═══ Gezeigter Textauszug

Edison favorisierte damals 110V DC, Tesla 240V AC. Die Idee DC zu nutzen, wurde schnell verworfen. Die 110V (inzwischen 120V) sind aber hängen geblieben.
Die Historie ist hier ausreichend und korrekt erläutert worden.
Soviel ich weiß, gibt es auch heute noch einige wenige Anschlussbereiche in Deutschland (alte Gebiete der DDR) wie auch in Belgien, in denen 110V- Netze noch vorhanden sind.
Eine darüber hinaus gehende bohrende Frage nach dem "warum" kann ich nicht nachvollziehen, denn wie du weißt, gibt es in den USA einiges, was anders (historisch gewachsen) ist, als in WESTeuropa:
- inch statt cm (Fuß statt Meter) (jeder dusselige IC mit Sockel ist zöllig)
- Galonen statt Liter
- pounds statt kg
- 60 Hz statt 50 Hz
- metrische Gewindewinkel, aber zöllige Steigung, in "Gängen" pro Zoll definiert
- UL statt CE und VDE
- Installationen üblich mit Motorcontroll-Centern abgesichert
- AWG statt europäische Querschnitte (Drähte)
- Fahrenheit statt Celsius
- Dollar statt Euro (ja, auch das ist relevant, ohne den Euro hätten wir wahrscheinlich sonst schon den Dollar, weil dieser weit verbreitet ist!)
Im Übrigen stimmt bezüglich Spannung Japan mit den USA überein (120V / 208V). Und im Baltikum gilt wie in einigen anderen östlichen Ländern in Europa immer noch 220V, während wir in Deutschland durch Wind- und Sonnenenergie getrieben schon die englischen Spannungen von früher überschreiten: bei der DB messe ich im öffentlichen Netz 418V (240V), im privaten Netz an der Steckdose teils 245V (GB hatte 240V).
Manche Leute erklären die DB-üblichen 16,7Hz falsch:
- entstanden ist diese niederfrequente Wechselspannung durch die früheren Mischstrommotoren, deren Verluste bei 50Hz zu hoch wären (dann hätte man wie im Trafo Feinbleche einsetzen müssen)
- die Übertragungsverluste bei 110kV (höchste Spannungsebene der DB-Netze) sind geringer (deshalb bleibt es beim eigenen 1-Phasen-Netz)
- der Ferranti-Effekt ist mit entscheidend
- 16,7 Hz statt 16 2/3 Hz wegen der heute üblichen elektronischen Umformung aus dem 50Hz-Netz, um (auch in den Harmonischen) asynchron zu sein (gleichmäßige Belastung der 3 Phasen aus dem 50 Hz Quellnetz)
Alles Gute!
Das es jetzt nicht mehr geändert werden (kann) habe ich ja schon geschrieben, aber wieso dennoch?

══════
═══ Bereitgestellte Angaben

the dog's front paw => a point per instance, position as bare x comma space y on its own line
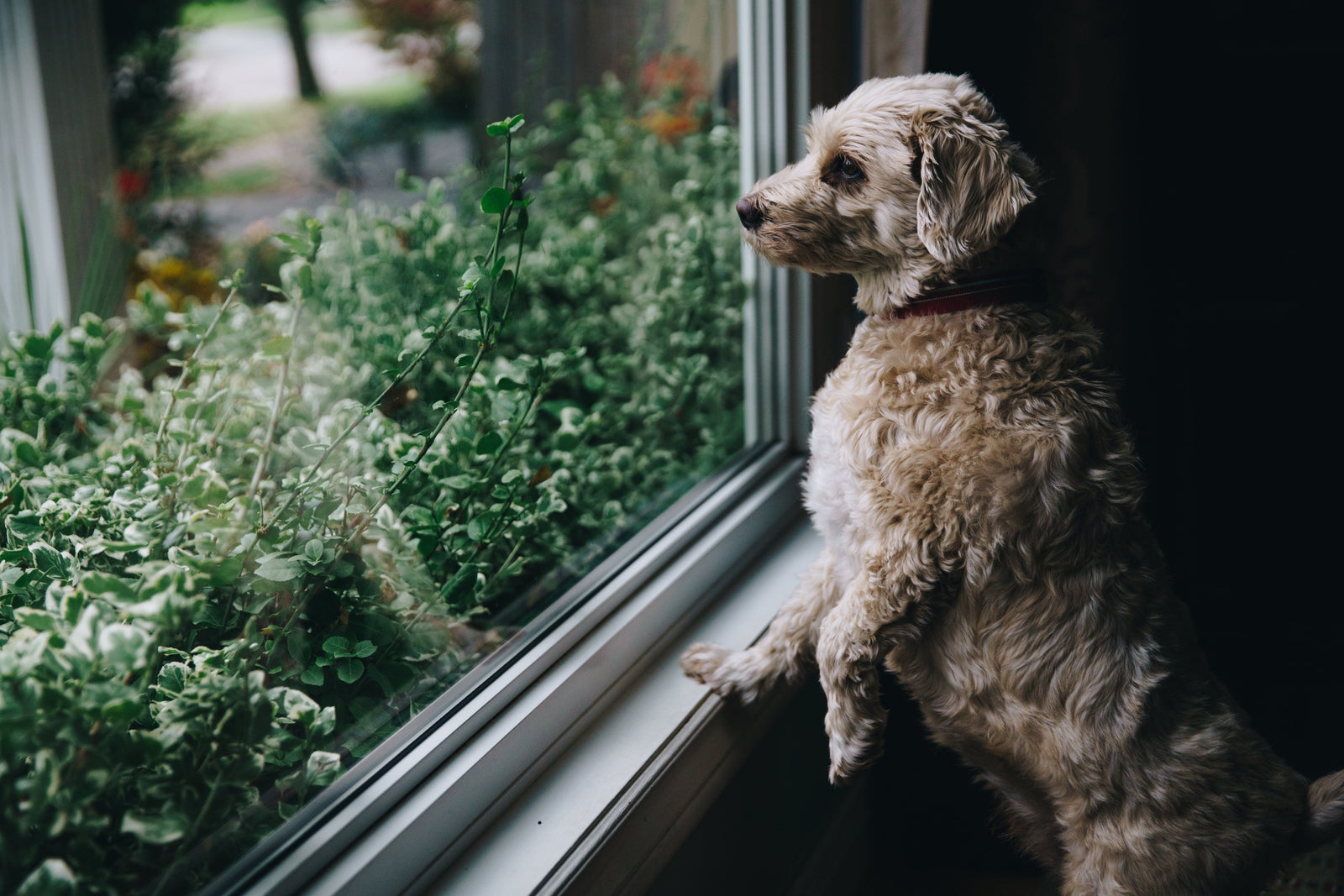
701, 661
855, 745
729, 674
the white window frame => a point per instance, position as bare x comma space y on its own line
596, 714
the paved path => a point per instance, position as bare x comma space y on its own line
245, 65
239, 66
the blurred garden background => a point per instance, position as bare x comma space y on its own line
387, 322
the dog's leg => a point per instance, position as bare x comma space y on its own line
781, 652
882, 600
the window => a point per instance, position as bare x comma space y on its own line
311, 553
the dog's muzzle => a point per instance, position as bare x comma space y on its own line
750, 212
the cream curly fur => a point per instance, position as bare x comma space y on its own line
979, 497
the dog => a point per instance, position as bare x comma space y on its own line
978, 492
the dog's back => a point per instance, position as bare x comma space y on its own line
979, 497
1058, 661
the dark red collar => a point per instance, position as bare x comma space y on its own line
958, 297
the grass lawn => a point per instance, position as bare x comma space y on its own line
237, 127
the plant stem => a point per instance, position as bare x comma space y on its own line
186, 369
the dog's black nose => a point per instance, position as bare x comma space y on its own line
750, 212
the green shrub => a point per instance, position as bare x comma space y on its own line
223, 582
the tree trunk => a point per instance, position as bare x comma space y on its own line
297, 29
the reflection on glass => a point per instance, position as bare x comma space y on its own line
316, 465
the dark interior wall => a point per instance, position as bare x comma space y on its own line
1193, 212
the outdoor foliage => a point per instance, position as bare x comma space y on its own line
226, 577
438, 39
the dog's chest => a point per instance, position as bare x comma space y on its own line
860, 430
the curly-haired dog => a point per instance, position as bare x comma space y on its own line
979, 497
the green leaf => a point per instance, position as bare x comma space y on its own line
155, 829
35, 620
26, 452
495, 201
108, 586
280, 569
336, 647
53, 878
479, 527
277, 345
349, 669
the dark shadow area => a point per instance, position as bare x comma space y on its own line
1191, 214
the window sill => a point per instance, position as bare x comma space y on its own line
611, 743
611, 810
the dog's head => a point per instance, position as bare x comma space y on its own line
905, 181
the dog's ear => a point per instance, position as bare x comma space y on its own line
972, 179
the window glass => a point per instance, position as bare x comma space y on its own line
272, 492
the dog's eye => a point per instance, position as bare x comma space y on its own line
843, 172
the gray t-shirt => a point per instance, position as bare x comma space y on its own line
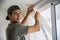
16, 31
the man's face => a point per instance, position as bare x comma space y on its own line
16, 16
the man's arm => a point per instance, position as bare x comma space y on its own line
24, 21
36, 26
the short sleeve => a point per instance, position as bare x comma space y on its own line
21, 29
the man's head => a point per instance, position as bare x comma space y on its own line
14, 13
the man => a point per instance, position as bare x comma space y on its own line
17, 29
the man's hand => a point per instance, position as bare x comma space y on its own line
30, 9
37, 16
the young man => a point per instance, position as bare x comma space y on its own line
17, 29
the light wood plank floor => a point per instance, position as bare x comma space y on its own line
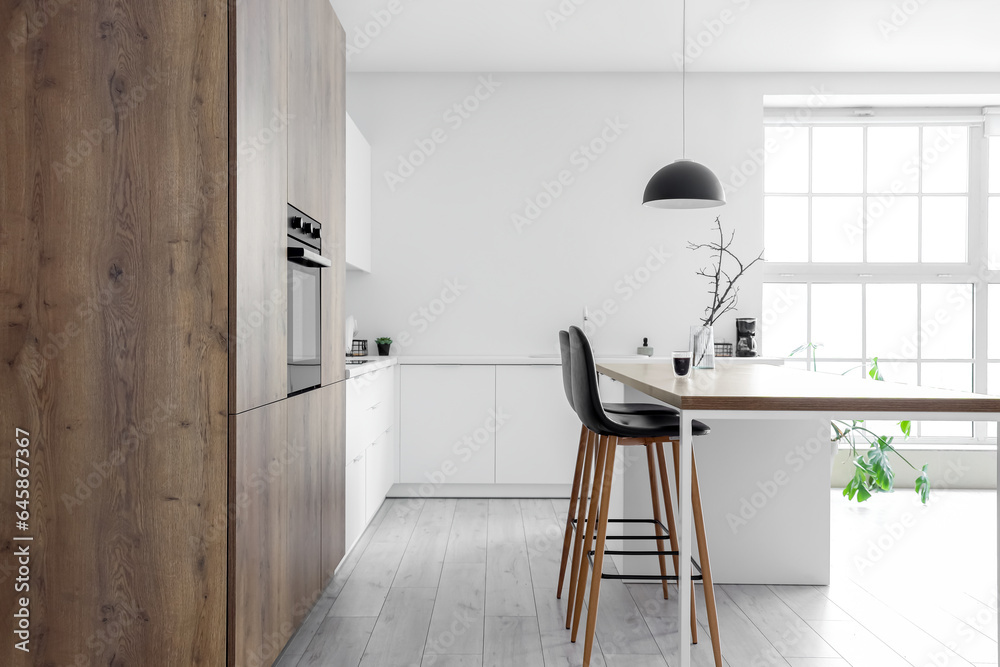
472, 583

══════

-- Aufgabe --
Welche Spannung hat Tesla laut dem Text über Netzspannungen damals bevorzugt?

-- Lösung --
240V Wechselspannung (AC).